* [Try it] Reproduce, word for word, the entire passage on the war's toll in Lebanon.
*** Passage for review ***
More than 2,000 people have been killed in Lebanon resulting from Israeli bombardments

Lebanese Christians are reeling from the death and destruction wrought on their community, caught in the crossfire between Israel and Lebanon’s Iran-backed Hezbollah militia, a deadly side conflict in the U.S. and Israel-Iran war.

So far, more than 2,000 people have been killed in Lebanon resulting from Israeli bombardments since the beginning of March, in a war that displaced more than 1 million people from their homes and caused widespread devastation and suffering.

Officials from Lebanon and Israel met in Washington April 14 to discuss a ceasefire and peace, but Israel has ruled out a ceasefire with Hezbollah.

Israel also insists on excluding Lebanon from the U.S.-Iran two-week ceasefire, already imperiled by the failure to strike a peace deal.

Pope Leo XIV said that he’s “closer than ever” to the “beloved Lebanese people in these days of pain, fear and invincible hope in God,” repeating his call for peace during his Regina Caeli address on April 12.
*** End of Passage for review ***
*** Provided material ***
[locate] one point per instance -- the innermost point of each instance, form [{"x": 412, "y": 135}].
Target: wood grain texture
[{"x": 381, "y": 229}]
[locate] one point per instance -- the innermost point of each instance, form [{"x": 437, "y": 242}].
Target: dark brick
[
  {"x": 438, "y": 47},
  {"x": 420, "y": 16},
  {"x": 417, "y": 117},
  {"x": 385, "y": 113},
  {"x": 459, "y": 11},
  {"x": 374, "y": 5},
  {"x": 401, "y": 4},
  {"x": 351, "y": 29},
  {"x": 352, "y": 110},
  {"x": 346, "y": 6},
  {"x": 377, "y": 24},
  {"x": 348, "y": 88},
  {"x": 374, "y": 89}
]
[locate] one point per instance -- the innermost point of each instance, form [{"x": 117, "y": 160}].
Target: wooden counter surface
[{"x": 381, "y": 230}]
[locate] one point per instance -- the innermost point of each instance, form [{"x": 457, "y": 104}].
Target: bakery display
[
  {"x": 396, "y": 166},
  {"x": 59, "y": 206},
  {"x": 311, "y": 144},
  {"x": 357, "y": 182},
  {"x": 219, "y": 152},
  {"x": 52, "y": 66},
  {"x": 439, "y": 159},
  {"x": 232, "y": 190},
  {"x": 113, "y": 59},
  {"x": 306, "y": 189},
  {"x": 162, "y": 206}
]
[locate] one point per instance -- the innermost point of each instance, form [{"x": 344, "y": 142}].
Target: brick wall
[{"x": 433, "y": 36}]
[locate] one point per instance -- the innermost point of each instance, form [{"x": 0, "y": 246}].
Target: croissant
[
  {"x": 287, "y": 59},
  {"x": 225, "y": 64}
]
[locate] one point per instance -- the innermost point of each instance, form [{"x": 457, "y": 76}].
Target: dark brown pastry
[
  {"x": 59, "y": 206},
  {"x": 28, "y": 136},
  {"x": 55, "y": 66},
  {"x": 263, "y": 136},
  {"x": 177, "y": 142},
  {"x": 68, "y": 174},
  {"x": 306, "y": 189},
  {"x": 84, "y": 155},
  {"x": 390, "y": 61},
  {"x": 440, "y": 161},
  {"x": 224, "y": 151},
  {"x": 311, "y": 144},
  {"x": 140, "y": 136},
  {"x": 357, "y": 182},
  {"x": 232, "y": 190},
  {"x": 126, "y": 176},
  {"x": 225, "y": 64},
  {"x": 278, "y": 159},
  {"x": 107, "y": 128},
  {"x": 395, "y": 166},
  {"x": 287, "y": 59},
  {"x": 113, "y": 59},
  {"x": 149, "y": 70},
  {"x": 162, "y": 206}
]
*** End of Provided material ***
* [Result]
More than 2,000 people have been killed in Lebanon resulting from Israeli bombardments

Lebanese Christians are reeling from the death and destruction wrought on their community, caught in the crossfire between Israel and Lebanon’s Iran-backed Hezbollah militia, a deadly side conflict in the U.S. and Israel-Iran war.

So far, more than 2,000 people have been killed in Lebanon resulting from Israeli bombardments since the beginning of March, in a war that displaced more than 1 million people from their homes and caused widespread devastation and suffering.

Officials from Lebanon and Israel met in Washington April 14 to discuss a ceasefire and peace, but Israel has ruled out a ceasefire with Hezbollah.

Israel also insists on excluding Lebanon from the U.S.-Iran two-week ceasefire, already imperiled by the failure to strike a peace deal.

Pope Leo XIV said that he’s “closer than ever” to the “beloved Lebanese people in these days of pain, fear and invincible hope in God,” repeating his call for peace during his Regina Caeli address on April 12.